*Brief:*
Could you return, exactly as written, every line from the one containing "Query: rear deck lid hinge" through the last line of the entries below, leaving out the pictures?

....................

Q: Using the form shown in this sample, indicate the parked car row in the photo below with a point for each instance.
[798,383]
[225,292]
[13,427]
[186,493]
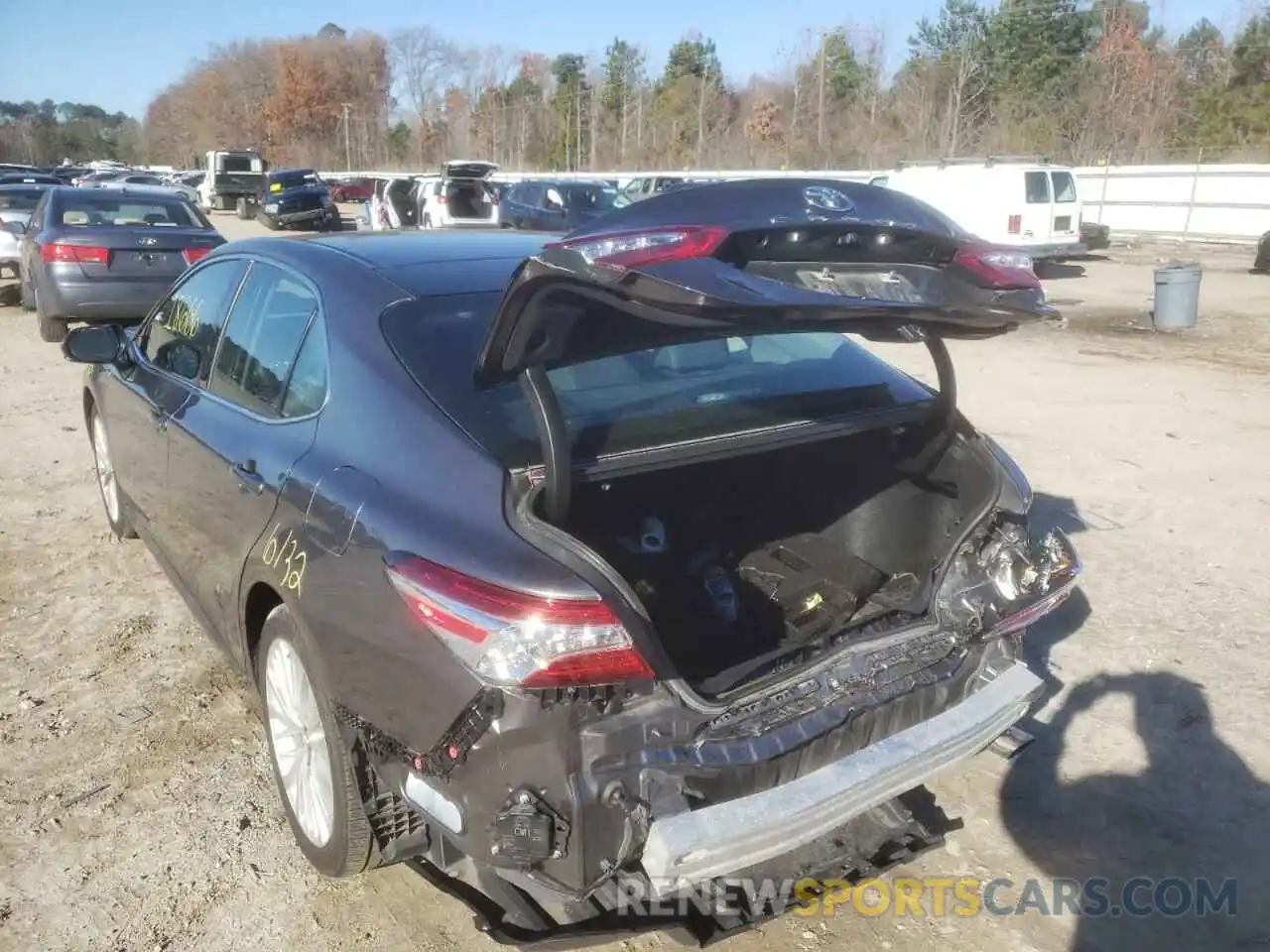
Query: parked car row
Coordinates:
[654,578]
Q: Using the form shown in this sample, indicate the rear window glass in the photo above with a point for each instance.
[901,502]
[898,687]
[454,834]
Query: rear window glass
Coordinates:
[95,211]
[239,163]
[21,199]
[1038,186]
[293,179]
[684,391]
[1065,186]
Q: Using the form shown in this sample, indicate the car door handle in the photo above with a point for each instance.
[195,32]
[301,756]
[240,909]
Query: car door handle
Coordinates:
[248,476]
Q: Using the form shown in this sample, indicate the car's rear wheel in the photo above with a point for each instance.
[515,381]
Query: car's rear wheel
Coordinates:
[107,479]
[312,765]
[53,330]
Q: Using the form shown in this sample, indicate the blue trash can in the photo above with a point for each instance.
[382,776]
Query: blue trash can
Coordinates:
[1176,296]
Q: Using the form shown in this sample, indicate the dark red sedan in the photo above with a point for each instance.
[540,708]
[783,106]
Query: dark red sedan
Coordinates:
[350,189]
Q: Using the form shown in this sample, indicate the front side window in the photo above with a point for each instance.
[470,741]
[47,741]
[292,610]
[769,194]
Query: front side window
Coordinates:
[262,339]
[181,338]
[93,208]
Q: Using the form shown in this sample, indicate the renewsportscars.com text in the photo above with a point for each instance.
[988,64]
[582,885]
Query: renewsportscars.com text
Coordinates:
[939,896]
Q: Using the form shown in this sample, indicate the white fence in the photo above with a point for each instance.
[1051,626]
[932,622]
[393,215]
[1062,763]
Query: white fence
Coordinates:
[1206,202]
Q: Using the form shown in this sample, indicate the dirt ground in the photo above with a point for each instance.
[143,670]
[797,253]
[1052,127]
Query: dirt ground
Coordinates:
[137,812]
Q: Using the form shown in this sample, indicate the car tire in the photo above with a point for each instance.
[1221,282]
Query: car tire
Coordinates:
[107,479]
[330,826]
[53,330]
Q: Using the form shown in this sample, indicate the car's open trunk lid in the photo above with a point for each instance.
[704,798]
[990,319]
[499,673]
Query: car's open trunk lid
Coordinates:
[467,169]
[749,567]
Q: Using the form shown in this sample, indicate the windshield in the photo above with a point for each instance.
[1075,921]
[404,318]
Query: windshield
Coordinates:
[239,163]
[597,198]
[293,179]
[89,209]
[19,199]
[648,398]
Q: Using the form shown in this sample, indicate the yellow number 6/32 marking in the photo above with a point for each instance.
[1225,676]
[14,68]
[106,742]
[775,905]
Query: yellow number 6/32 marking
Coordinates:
[286,557]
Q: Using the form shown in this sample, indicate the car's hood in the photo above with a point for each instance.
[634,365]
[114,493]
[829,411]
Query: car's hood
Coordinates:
[563,307]
[277,190]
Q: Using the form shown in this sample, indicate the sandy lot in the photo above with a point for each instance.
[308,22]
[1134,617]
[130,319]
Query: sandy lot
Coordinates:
[136,810]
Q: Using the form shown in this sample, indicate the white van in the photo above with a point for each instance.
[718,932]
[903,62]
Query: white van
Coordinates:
[1025,204]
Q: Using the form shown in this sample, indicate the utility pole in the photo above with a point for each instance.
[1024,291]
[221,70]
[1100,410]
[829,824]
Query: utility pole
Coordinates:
[348,143]
[820,127]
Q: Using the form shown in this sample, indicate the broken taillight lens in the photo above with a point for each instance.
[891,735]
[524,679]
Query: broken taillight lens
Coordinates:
[516,639]
[636,249]
[1010,581]
[997,268]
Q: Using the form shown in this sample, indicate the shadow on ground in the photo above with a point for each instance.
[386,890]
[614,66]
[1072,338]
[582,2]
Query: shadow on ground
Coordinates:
[1146,849]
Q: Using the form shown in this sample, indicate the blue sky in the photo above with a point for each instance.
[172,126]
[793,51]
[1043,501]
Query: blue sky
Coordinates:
[117,54]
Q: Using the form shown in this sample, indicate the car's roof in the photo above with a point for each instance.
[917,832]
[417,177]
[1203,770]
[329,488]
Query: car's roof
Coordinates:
[394,249]
[422,263]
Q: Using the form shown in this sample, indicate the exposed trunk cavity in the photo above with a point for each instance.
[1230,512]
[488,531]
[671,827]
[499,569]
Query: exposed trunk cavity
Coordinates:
[757,563]
[468,199]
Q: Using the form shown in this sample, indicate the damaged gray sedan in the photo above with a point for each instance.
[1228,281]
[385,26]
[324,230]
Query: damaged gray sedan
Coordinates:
[589,575]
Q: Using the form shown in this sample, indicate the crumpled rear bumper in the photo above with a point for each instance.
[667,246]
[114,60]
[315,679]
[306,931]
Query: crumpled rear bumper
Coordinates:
[719,839]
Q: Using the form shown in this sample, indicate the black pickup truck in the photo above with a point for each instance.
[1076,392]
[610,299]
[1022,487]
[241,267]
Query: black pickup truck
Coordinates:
[291,198]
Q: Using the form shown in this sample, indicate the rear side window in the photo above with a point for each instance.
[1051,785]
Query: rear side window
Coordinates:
[262,339]
[1065,186]
[1038,186]
[182,335]
[645,398]
[21,199]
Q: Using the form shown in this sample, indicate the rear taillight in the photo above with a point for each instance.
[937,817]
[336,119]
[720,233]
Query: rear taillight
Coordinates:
[80,254]
[515,639]
[998,270]
[635,249]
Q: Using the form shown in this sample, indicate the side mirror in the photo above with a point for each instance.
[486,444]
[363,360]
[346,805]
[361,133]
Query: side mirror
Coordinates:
[100,343]
[181,357]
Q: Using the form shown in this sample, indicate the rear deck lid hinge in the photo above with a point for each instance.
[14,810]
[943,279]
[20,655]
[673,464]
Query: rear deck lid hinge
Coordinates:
[553,434]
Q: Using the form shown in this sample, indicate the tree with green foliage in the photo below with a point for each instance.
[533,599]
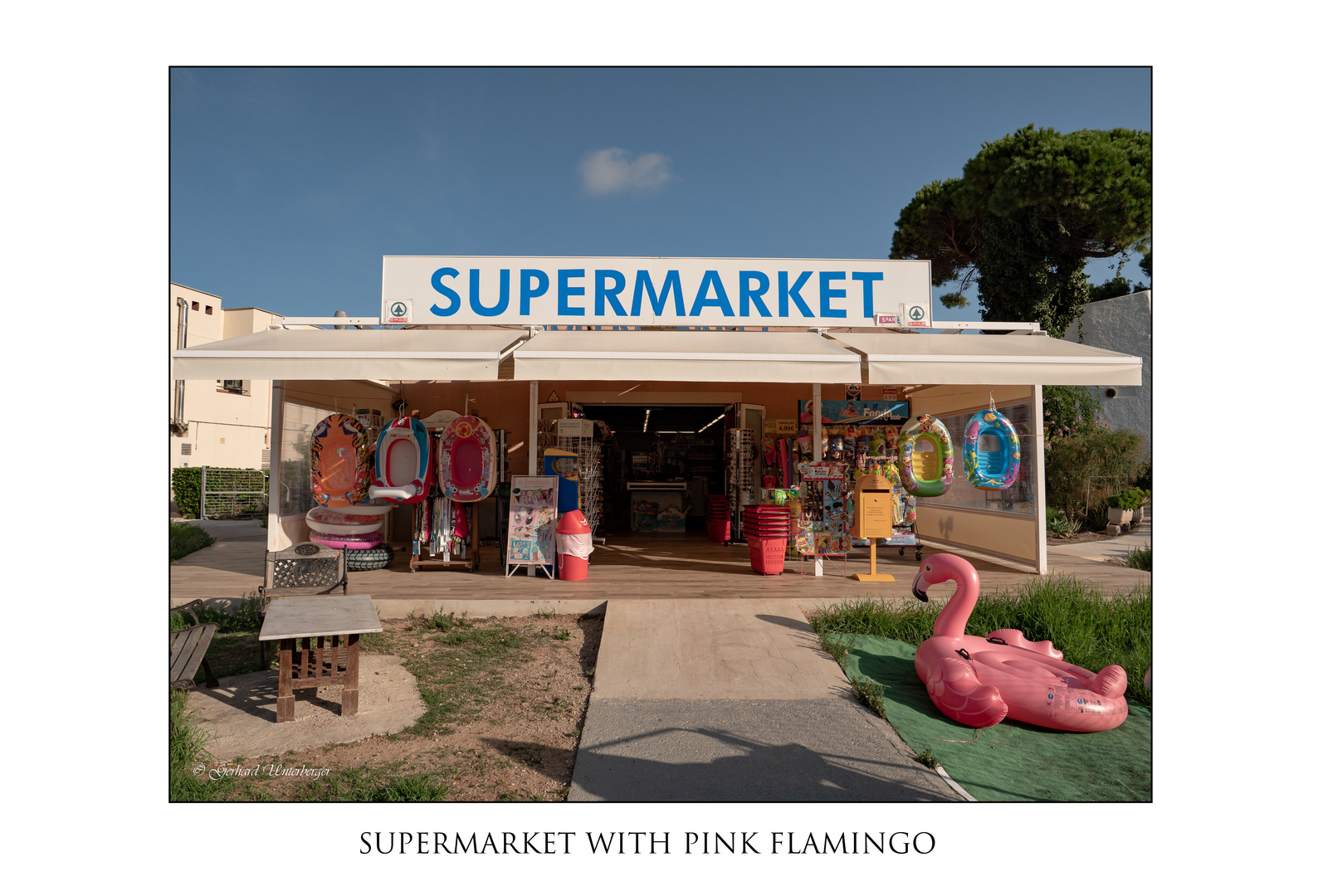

....................

*Solution below:*
Query: rear deck lid hinge
Coordinates:
[553,434]
Q: Using the form shown in this sample, indicate the tree with green foliage in the photo below with a point for each instance.
[533,599]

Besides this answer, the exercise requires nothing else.